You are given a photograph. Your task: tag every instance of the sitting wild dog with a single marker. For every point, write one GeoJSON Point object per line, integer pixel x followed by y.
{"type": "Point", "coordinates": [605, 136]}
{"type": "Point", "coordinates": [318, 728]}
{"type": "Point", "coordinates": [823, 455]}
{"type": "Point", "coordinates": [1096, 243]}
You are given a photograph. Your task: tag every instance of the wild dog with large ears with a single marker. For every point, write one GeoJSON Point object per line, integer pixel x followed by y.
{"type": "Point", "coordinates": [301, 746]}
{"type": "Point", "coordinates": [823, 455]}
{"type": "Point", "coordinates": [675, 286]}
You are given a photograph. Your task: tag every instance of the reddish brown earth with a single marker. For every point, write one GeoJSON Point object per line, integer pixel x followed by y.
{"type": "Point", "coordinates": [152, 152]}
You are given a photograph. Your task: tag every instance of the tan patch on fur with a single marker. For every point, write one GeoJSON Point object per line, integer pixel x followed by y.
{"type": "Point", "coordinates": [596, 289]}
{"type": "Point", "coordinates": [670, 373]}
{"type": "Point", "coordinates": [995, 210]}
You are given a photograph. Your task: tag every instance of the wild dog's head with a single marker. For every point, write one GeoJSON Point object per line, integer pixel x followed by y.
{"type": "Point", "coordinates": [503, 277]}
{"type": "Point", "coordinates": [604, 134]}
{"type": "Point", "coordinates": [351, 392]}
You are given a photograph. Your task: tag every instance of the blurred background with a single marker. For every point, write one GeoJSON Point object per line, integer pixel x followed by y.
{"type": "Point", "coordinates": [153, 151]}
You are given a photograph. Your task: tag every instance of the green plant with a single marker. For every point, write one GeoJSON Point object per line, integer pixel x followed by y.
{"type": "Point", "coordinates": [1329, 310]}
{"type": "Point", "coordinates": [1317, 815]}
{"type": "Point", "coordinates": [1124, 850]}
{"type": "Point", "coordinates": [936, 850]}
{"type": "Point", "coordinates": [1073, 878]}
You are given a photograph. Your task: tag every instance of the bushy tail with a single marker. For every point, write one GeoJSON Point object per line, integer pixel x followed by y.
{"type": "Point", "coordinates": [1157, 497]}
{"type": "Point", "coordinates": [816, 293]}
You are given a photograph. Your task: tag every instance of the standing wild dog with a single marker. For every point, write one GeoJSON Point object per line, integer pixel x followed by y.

Try it:
Copy the entries word for word.

Result of the task:
You are given a photograph. Your task: tag every instance of the sitting wild dog with a single marker. For every point, write one GeoJSON Point object per line, integer pixel x followed by y.
{"type": "Point", "coordinates": [605, 136]}
{"type": "Point", "coordinates": [318, 728]}
{"type": "Point", "coordinates": [823, 455]}
{"type": "Point", "coordinates": [1096, 243]}
You are given a photograph. Your task: tag every instance of the wild dog with large ears with a single marker. For every point, write one GeoJSON Point object per line, integer pixel x followed by y.
{"type": "Point", "coordinates": [301, 746]}
{"type": "Point", "coordinates": [823, 455]}
{"type": "Point", "coordinates": [675, 286]}
You are given a photograph. Your task: tag every instance of the reddish brown earth with a single marker. For every point, write one GeoJSON Point object per line, integer pixel x followed by y.
{"type": "Point", "coordinates": [152, 152]}
You are given a photograph. Your task: tag every instance of the tan patch on fur with a single marker. For every point, write one GeoJSON Point object per line, integer pixel x followed by y.
{"type": "Point", "coordinates": [596, 289]}
{"type": "Point", "coordinates": [670, 373]}
{"type": "Point", "coordinates": [995, 210]}
You are given a photograph. Your task: tag every instance of the wild dog's head with a single marker. For every point, write one GeoJSON Point object per line, integer pixel x followed by y.
{"type": "Point", "coordinates": [503, 277]}
{"type": "Point", "coordinates": [604, 134]}
{"type": "Point", "coordinates": [351, 392]}
You are given a photograph. Your task: tag every instance of the blurred background with a single marker. For every point, write one GeoJSON Point object per line, integer pixel x followed by y.
{"type": "Point", "coordinates": [153, 151]}
You are given a photograph. Your task: tag every instance of the green plant with a single marker. For every point, write one GeoJSON Point object per line, integer pixel x followed by y.
{"type": "Point", "coordinates": [1329, 310]}
{"type": "Point", "coordinates": [1317, 815]}
{"type": "Point", "coordinates": [1124, 850]}
{"type": "Point", "coordinates": [936, 850]}
{"type": "Point", "coordinates": [1073, 878]}
You are given a photograph. Your task: tag every instance of the bushy tail with a single marker. For every point, write one GeoJSON Point object per line, integer pixel x followed by y.
{"type": "Point", "coordinates": [1157, 497]}
{"type": "Point", "coordinates": [816, 293]}
You are given a photograph. Your task: tag every instance of the standing wild dog with a single marker. For every point, write one GeoJSON Point object per line, integer pixel x followed by y.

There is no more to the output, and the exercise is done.